■ REQUIREMENT
Scan the entries below for the string "sample" and copy every line where it turns up.

■ GIVEN DATA
[Start of Attachment]
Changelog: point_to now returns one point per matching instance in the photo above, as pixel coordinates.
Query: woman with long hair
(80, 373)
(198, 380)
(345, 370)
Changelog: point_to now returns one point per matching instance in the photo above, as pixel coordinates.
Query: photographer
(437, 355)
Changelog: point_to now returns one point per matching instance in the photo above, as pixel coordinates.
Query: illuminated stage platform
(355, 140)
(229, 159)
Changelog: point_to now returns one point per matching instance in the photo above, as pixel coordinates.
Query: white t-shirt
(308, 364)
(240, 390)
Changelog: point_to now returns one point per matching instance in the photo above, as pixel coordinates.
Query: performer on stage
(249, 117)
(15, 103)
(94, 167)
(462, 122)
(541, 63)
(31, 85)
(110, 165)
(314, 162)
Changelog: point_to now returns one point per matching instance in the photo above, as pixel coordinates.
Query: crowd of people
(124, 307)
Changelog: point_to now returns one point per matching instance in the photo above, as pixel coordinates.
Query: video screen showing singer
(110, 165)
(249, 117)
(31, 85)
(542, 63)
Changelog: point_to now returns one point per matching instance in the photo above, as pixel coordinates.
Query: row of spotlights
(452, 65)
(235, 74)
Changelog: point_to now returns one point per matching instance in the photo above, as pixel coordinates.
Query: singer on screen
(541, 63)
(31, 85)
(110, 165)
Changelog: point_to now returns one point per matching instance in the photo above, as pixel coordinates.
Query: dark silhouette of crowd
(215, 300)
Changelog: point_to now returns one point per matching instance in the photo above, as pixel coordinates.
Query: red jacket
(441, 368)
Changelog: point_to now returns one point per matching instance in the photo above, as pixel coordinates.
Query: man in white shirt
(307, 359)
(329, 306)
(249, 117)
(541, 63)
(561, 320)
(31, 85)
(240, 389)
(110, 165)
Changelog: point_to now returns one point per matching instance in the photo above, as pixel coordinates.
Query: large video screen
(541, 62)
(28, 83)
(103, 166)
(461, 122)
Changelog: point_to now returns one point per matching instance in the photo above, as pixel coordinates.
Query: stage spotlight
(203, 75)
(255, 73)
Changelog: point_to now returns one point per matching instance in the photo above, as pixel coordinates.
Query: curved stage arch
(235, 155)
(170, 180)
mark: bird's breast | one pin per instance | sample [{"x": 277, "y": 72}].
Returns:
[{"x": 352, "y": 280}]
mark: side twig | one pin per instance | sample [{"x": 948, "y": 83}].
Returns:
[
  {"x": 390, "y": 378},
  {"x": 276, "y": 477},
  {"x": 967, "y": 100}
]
[End of Attachment]
■ EXERCISE RESULT
mark: bird's breast | one pin per instance | sample [{"x": 277, "y": 72}].
mark: side twig | one pin per instance | sample [{"x": 948, "y": 83}].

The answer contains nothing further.